» **Your goal**
Retype the passage of the MultiFAM documentation from "A d-dimensional list for" up to and including "for evaluation grid.", matching it character for character.

━━━ Page extract ━━━

MultiFAM: Functional Additive Models with Multiple Predictor Processes

View source: R/MultiFAM.R

MultiFAMR Documentation

Functional Additive Models with Multiple Predictor Processes

Description

Smooth backfitting procedure for functional additive models with multiple predictor processes

Usage

MultiFAM(
  Y,
  X,
  ker = "epan",
  nEval = 51,
  XTest = NULL,
  bwMethod = 0,
  alpha = 0.7,
  supp = c(-2, 2),
  optnsList = NULL
)

Arguments

Y

An n-dimensional vector whose elements consist of scalar responses.

X

A d-dimensional list whose components consist of two lists of Ly and Lt containing observation times and functional covariate values for each predictor component, respectively. For details of Ly and Lt, see FPCA for detail.

ker

A function object representing the base kernel to be used in the smooth backfitting algorithm (default is 'epan' which is the only option supported currently).

nEval

The number of evaluation grid points for kernel smoothing (default is 51. If it is specified as 0, then estimated FPC scores in the training set are used for evaluation grid instead of equal grid).

XTest

A d-dimensional list for test set of functional predictors (default is NULL). If XTest is specified, then estimated FPC scores in the test set are used for evaluation grid.

bwMethod

The method of initial bandwidth selection for kernel smoothing, a positive value for designating K-fold cross-validtaion and zero for GCV (default is 0)

alpha

The shrinkage factor (positive number) for bandwidth selection. See Han et al. (2016) (default is 0.7).

supp

The lower and upper limits of kernel smoothing domain for studentized FPC scores, which FPC scores are divided by the square roots of eigenvalues (default is [-2,2]).

optnsList

A d-dimensional list whose components consist of optns for each predictor component, respectively. (default is NULL which assigns the same default optns for all components as in FPCA).

━━━ Supplied entries ━━━

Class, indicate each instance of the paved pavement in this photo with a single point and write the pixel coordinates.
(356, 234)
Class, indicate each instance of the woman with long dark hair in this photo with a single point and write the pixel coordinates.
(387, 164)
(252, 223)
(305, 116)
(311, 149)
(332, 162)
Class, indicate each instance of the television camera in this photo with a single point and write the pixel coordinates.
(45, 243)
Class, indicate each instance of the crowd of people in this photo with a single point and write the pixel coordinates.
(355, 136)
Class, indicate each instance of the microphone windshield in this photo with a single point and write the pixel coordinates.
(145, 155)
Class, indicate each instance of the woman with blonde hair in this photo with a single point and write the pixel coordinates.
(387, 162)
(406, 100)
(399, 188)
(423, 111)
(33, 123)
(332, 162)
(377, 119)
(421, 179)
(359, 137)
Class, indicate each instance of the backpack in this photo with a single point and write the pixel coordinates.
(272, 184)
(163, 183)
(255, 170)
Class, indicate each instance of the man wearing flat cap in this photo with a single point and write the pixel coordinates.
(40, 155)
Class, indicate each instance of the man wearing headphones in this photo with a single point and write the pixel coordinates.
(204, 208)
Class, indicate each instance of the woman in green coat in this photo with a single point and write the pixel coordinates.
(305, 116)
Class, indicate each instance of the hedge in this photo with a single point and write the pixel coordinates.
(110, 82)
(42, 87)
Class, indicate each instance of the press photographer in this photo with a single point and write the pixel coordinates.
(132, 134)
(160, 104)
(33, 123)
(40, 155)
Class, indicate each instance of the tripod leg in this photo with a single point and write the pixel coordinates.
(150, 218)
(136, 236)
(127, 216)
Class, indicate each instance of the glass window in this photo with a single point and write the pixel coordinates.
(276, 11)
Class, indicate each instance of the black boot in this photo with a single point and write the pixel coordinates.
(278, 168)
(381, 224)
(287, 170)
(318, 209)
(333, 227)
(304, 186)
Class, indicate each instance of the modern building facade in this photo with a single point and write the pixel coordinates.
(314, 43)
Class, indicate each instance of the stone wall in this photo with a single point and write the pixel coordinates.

━━━

» **Finished exercise**
A d-dimensional list for test set of functional predictors (default is NULL). If XTest is specified, then estimated FPC scores in the test set are used for evaluation grid.